PASSAGE TO READ
************

SCRoG = Screen Of Green -
A term used to describe a method of growing
cannabis indoors, usually in cabinets, closets or other restricted areas. The essential detail of the scrog method is a screen, usually poultry netting, typically suspended between the planting medium and the light source, usually one or more high-pressure sodium (HPS) bulbs, in the 70-400 watt range. The plants grow up to the screen and then are "trained" or tied to the screen, resulting in a flat table of plant growth. Because all the flowering buds are growing at the same height, it is possible to get all the growth within the effective circle of light from the lamp. Cannabis does not flower effectively unless the flowers or "buds" are exposed to a relatively intense light field, and the scrog method allows more buds to be closer to the relatively small HPS lamps used in cabinet cultivation.
The method was first popularized by the work of an internet poster known as "pH" on the usenet group "Alt Drugs Pot Cultivation". The method as initially used by pH was designed to allow growing under fluorescent lights, which are much less intense than HPS lamps, using multiple shallow shelves. N.P. Kaye, at the Lycaeum site, is credited with the term "screen of green", which pH shortened to "ScrOG".
Variations of the method include "bog" for "box of green", first coined by an internet poster known as "Kunta". Added to the horizontal screen are vertical screens around the perimeter. Either additional plants are used at the edges, or the scrog field plants are grown longer, but either way, the additional foliage is allowed to grow up the outside of the vertical screen, taking advantage of wasted air space above the field. It also allows plants at the edge of the field to get into the circle of intensity from the bulb. Another popular variation is to use a vertical screen form, known as "v-scrog", often using a cylinder arrangement.
Although the development of this method occurred while cannabis cultivation was almost universally outlawed, cannabis cultivation is now legal or tolerated in a growing number of countries, as well as in certain parts of the United States for medical purposes. Some state laws restrict cultivation to a small number of plants. The scrog method can maximize production without exceeding legal limits, as one plant can be trained over an extensive area of screen.

************

GIVEN RECORDS
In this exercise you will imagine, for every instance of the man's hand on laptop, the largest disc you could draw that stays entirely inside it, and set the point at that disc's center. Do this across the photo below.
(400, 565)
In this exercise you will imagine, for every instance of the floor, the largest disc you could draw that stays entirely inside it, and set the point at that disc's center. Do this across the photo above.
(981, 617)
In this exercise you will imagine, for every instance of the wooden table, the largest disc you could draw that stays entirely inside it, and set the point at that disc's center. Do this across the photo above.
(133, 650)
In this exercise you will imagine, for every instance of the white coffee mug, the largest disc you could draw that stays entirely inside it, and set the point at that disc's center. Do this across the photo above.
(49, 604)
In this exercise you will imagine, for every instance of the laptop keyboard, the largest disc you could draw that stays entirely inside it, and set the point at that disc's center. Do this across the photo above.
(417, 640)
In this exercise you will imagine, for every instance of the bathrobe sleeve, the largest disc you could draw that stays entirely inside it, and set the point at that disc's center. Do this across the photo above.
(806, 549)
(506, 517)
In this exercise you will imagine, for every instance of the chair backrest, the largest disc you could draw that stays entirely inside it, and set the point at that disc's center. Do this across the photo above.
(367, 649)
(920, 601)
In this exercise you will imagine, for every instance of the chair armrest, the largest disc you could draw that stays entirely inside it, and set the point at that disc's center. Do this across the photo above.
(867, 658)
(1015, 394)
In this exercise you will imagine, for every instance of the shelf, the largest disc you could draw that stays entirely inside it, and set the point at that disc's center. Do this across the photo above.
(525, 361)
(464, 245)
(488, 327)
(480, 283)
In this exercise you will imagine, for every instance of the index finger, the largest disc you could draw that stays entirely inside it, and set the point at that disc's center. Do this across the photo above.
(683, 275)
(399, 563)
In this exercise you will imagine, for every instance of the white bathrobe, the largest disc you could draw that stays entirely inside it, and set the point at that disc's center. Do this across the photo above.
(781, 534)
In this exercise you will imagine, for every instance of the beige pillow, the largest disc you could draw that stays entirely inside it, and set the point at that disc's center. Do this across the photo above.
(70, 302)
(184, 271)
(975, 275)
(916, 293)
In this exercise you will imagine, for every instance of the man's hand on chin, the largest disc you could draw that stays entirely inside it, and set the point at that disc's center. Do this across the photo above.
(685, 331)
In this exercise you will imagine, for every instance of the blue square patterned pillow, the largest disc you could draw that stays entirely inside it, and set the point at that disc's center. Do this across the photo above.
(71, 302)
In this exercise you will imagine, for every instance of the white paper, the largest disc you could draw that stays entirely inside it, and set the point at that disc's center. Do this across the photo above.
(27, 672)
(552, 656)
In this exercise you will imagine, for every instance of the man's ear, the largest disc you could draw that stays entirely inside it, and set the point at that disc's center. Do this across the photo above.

************

TASK BRIEF
Return, word for word, the portion of the passage on the screen of green method that begins at the words "Variations of the" and stops after "a cylinder arrangement.".

ANSWER SPACE
Variations of the method include "bog" for "box of green", first coined by an internet poster known as "Kunta". Added to the horizontal screen are vertical screens around the perimeter. Either additional plants are used at the edges, or the scrog field plants are grown longer, but either way, the additional foliage is allowed to grow up the outside of the vertical screen, taking advantage of wasted air space above the field. It also allows plants at the edge of the field to get into the circle of intensity from the bulb. Another popular variation is to use a vertical screen form, known as "v-scrog", often using a cylinder arrangement.